— EXTRAIT DU DOCUMENT —
------------------------------------------------

IV. Théâtres, Beaux-arts

V. Travaux publics

VI. Les intermédiaires

VII. Restriction

VIII. Les machines

IX. Crédit

X. L’Algérie

XI. Épargne et Luxe

XII. Droit au travail, droit au profit

CE QU’ON VOIT

ET

CE QU’ON NE VOIT PAS [1]

Dans la sphère économique, un acte, une habitude, une institution, une loi n’engendrent pas seulement un effet, mais une série d’effets. De ces effets, le premier seul est immédiat ; il se manifeste simultanément avec sa cause, on le voit. Les autres ne se déroulent que successivement, on ne les voit pas ; heureux si on les prévoit.

Entre un mauvais et un bon Economiste, voici toute la différence : l’un s’en tient à l’effet visible ; l’autre tient compte et de l’effet qu’on voit et de ceux qu’il faut prévoir.

Mais cette différence est énorme, car il arrive presque toujours que, lorsque la conséquence immédiate est favorable, les conséquences ultérieures sont funestes, et vice versa. — D’où il suit que le mauvais Economiste poursuit un petit bien actuel qui sera suivi d’un grand mal à venir, tandis que le vrai Économiste poursuit un grand bien à venir, au risque d’une petit mal actuel.

Du reste, il en est ainsi en hygiène, en morale. Souvent, plus le premier fruit d’une habitude est doux, plus les autres sont amers. Témoin : la débauche, la paresse, la prodigalité. Lors donc qu’un homme, frappé de l’effet qu’on voit, n’a pas encore appris à discerner ceux qu’on ne voit pas, il s’abandonne à des habitudes funestes, non seulement par penchant, mais par calcul.

Ceci explique l’évolution fatalement douloureuse de l’humanité. L’ignorance entoure son berceau ; donc elle se détermine dans ses actes par leurs premières conséquences, les seules, à son origine, qu'elle puisse voir. Ce n’est qu’à la longue qu'elle apprend à tenir compte des autres [2]. Deux maîtres, bien divers, lui enseignent cette leçon : l’Expérience et la Prévoyance. L’expérience régente efficacement mais brutalement. Elle nous instruit de tous les effets d’un acte en nous les faisant ressentir, et nous ne pouvons manquer de finir par savoir que le feu brûle, à force de nous brûler. À ce rude docteur, j’en voudrais, autant que possible, substituer un plus doux : la Prévoyance. C’est pourquoi je rechercherai les conséquences de quelques phénomènes économiques, opposant à celles qu’on voit celles qu’on ne voit pas.

------------------------------------------------

Enregistrements de pointage d'objets nommés:
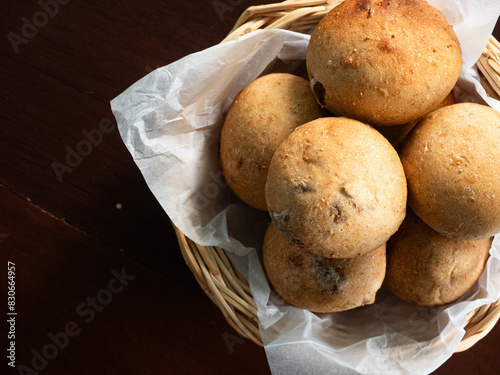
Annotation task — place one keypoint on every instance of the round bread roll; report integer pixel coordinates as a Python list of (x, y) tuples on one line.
[(426, 268), (262, 115), (383, 62), (452, 163), (397, 134), (319, 284), (336, 187)]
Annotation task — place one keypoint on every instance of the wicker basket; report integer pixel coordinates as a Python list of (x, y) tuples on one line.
[(210, 265)]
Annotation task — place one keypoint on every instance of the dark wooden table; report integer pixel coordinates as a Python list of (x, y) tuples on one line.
[(101, 287)]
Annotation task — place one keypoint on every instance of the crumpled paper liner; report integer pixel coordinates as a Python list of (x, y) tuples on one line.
[(170, 121)]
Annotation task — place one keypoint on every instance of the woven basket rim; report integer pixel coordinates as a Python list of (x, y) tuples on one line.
[(214, 272)]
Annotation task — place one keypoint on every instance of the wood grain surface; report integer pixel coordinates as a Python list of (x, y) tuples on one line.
[(101, 287)]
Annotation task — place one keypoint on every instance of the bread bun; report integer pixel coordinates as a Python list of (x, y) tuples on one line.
[(311, 282), (260, 118), (397, 134), (452, 163), (426, 268), (383, 62), (336, 187)]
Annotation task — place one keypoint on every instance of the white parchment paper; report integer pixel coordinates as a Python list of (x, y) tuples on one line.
[(170, 121)]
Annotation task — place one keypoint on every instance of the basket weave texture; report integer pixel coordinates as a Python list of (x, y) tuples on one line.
[(211, 267)]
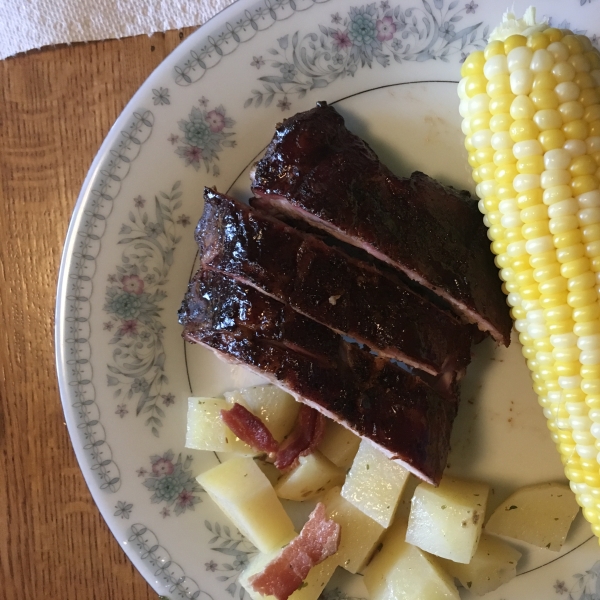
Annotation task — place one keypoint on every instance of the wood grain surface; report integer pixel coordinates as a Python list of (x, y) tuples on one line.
[(56, 107)]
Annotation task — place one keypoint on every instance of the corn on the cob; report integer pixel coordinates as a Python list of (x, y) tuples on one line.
[(530, 104)]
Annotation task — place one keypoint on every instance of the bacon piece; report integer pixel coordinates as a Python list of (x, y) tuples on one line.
[(319, 539), (249, 428), (304, 438)]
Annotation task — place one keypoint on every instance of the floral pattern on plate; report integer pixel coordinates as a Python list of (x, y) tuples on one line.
[(369, 34), (236, 550), (132, 303), (205, 134), (172, 483)]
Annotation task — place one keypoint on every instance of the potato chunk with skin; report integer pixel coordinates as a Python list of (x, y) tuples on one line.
[(539, 514), (245, 495), (375, 483), (311, 587), (359, 533), (401, 571), (207, 431), (447, 520), (313, 476), (274, 407), (339, 444), (493, 564)]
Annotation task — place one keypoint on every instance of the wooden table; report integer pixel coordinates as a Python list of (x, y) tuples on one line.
[(56, 107)]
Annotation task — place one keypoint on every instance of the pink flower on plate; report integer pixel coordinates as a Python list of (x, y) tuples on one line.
[(341, 40), (215, 120), (132, 284), (128, 327), (162, 467), (385, 29)]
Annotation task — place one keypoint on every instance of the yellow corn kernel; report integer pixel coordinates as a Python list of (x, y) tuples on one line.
[(473, 64)]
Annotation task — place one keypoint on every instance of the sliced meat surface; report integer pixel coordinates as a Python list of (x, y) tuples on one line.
[(351, 296), (317, 170), (374, 397), (318, 540)]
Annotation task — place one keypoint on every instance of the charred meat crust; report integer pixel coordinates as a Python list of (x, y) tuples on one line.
[(352, 297), (315, 169), (376, 398)]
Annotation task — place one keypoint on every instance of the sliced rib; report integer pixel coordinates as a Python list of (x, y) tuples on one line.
[(372, 396), (350, 296), (317, 170)]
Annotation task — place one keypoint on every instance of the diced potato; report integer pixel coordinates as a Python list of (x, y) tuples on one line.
[(275, 408), (206, 430), (447, 520), (493, 564), (339, 444), (403, 572), (374, 484), (245, 495), (359, 533), (539, 514), (311, 587), (313, 476)]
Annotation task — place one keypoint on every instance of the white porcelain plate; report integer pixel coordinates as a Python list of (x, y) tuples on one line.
[(203, 116)]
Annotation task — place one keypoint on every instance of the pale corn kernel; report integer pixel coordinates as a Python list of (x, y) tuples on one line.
[(530, 198), (551, 139), (500, 123), (524, 129), (579, 299), (575, 147), (571, 111), (474, 85), (577, 268), (537, 41), (584, 183), (542, 61), (577, 129), (593, 144), (548, 118), (567, 240), (543, 99), (564, 224), (558, 158), (573, 43), (583, 165), (525, 182), (589, 97), (544, 81), (553, 178), (493, 48), (580, 63), (503, 156), (589, 216), (501, 104), (532, 165), (522, 108), (478, 104), (591, 113), (484, 155), (498, 86), (581, 282), (569, 206), (501, 140), (473, 64), (498, 65), (567, 91), (527, 148), (584, 80), (521, 81), (563, 71)]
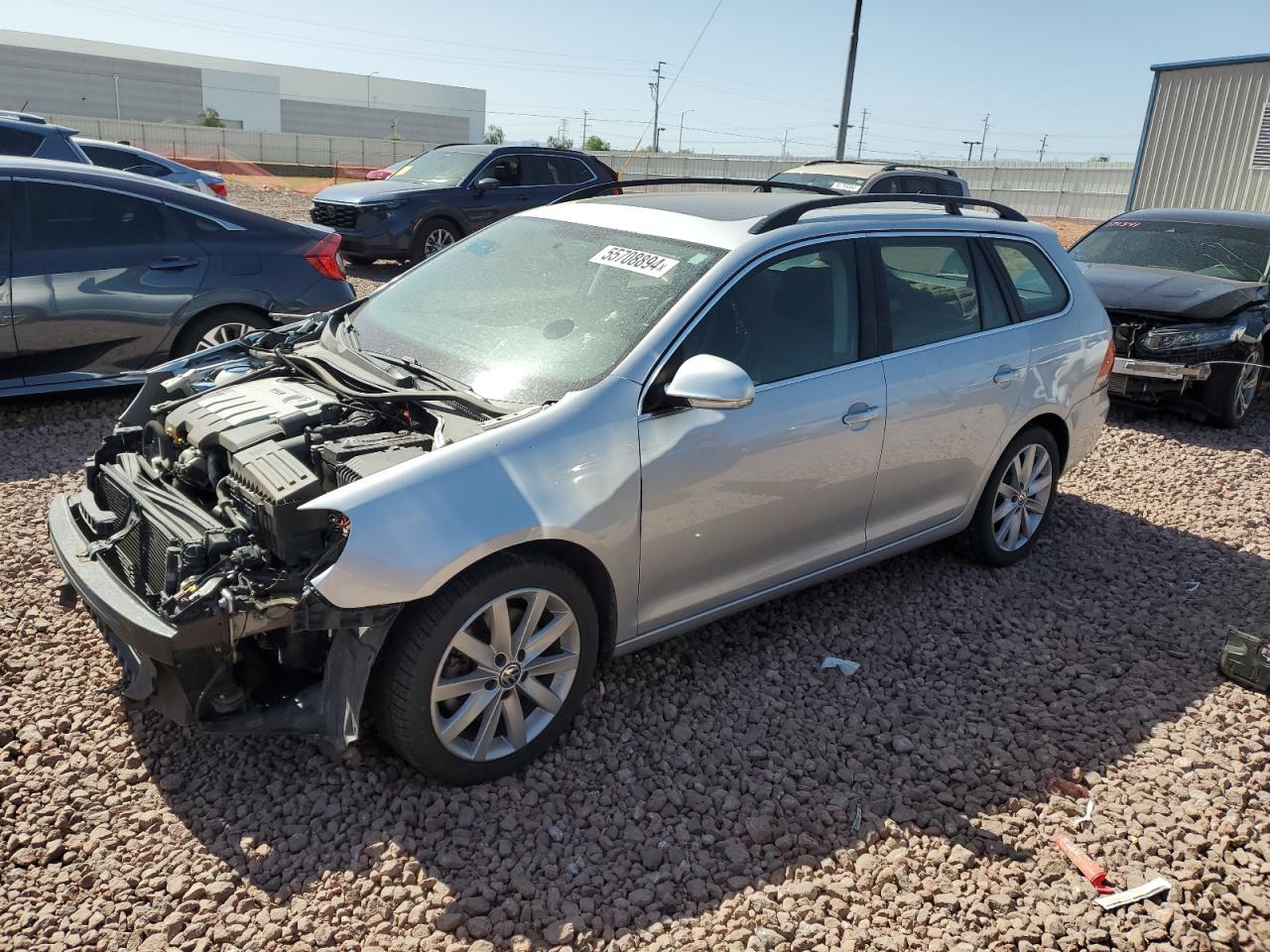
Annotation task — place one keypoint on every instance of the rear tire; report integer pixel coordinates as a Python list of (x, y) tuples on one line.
[(466, 683), (216, 327), (1230, 390), (1014, 508), (435, 235)]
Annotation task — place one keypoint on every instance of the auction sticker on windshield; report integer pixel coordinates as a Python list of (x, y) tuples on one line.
[(631, 261)]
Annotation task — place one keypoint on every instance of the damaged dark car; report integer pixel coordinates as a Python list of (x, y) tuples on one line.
[(1188, 294)]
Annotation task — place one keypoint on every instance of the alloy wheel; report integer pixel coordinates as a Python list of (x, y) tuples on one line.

------------------------------------------------

— TÂCHE COURTE A —
D'après le texte sur ce qu'on voit et ce qu'on ne voit pas, quels sont les deux maîtres qui enseignent à l'humanité à tenir compte des conséquences qui ne sont pas immédiates ?
— TÂCHE COURTE B —
Recopiez le passage du texte sur ce qu'on voit et ce qu'on ne voit pas qui va de « CE QU’ON NE » à « on les prévoit. ».
— TÂCHE COURTE C —
Poursuivez le texte sur ce qu'on voit et ce qu'on ne voit pas à partir de sa dernière phrase.

— RÉSULTAT A —
L'Expérience et la Prévoyance.

— RÉSULTAT B —
CE QU’ON NE VOIT PAS [1]

Dans la sphère économique, un acte, une habitude, une institution, une loi n’engendrent pas seulement un effet, mais une série d’effets. De ces effets, le premier seul est immédiat ; il se manifeste simultanément avec sa cause, on le voit. Les autres ne se déroulent que successivement, on ne les voit pas ; heureux si on les prévoit.

— RÉSULTAT C —
1. ↑. Ce pamphlet, publié en juillet 1850, est le dernier que Bastiat ait écrit. Depuis plus d’un an, il était promis au public. Voici comment son apparition fut retardée. L’auteur en perdit le manuscrit lorsqu’il transporta son domicile de la rue de Choiseul à la rue d’Alger. Après de longues et inutiles recherches, il se décida à recommencer entièrement son œuvre, et choisit pour base principale de ses démonstrations des discours récemment prononcés à l'Assemblée nationale. Cette tâche finie, il se reprocha d’avoir été trop sérieux, jeta au feu le second manuscrit et écrivit celui que nous réimprimons. (Note de l'éditeur.)

2. ↑ le chap. xx du tome VI. (Note de l’éditeur)

I. La Vitre cassée.

Avez-vous jamais été témoin de la fureur du bon bourgeois Jacques Bonhomme, quand son fils terrible est parvenu à casser un carreau de vitre ? Si vous avez assisté à ce spectacle, à coup sûr vous aurez aussi constaté que tous les assistants, fussent-ils trente, semblent s’être donné le mot pour offrir au propriétaire infortuné cette consolation uniforme : « À quelque chose malheur est bon. De tels accidents font aller l’industrie. Il faut que tout le monde vive. Que deviendraient les vitriers, si l’on ne cassait jamais de vitres ? »

Or, il y a dans cette formule de condoléance toute une théorie, qu’il est bon de surprendre flagrante delicto, dans ce cas très simple, attendu que c’est exactement la même que celle qui, par malheur, régit la plupart de nos institutions économiques.

À supposer qu’il faille dépenser six francs pour réparer le dommage, si l’on veut dire que l’accident fait arriver six francs à l’industrie vitrière, qu’il encourage dans la mesure de six francs la susdite industrie, je l’accorde, je ne conteste en aucune façon, on raisonne juste. Le vitrier va venir, il fera besogne, touchera six francs, se frottera les mains et bénira dans son cœur l’enfant terrible. C’est ce qu'on voit.

Mais si, par voie de déduction, on arrive à conclure, comme on le fait trop souvent, qu’il est bon qu’on casse les vitres, que cela fait circuler l’argent, qu’il en résulte un encouragement pour l’industrie en général, je suis obligé de m’écrier : halte-là ! Votre théorie s’arrête à ce qu'on voit, elle ne tient pas compte de ce qu'on ne voit pas.

On ne voit pas que, puisque notre bourgeois a dépensé six francs à une chose, il ne pourra plus les dépenser à une autre. On ne voit pas que s’il n’eût pas eu de vitre à remplacer, il eût remplacé, par exemple, ses souliers éculés ou mis un livre de plus dans sa bibliothèque. Bref, il aurait fait de ses six francs un emploi quelconque qu’il ne fera pas.

Faisons donc le compte de l’industrie en général.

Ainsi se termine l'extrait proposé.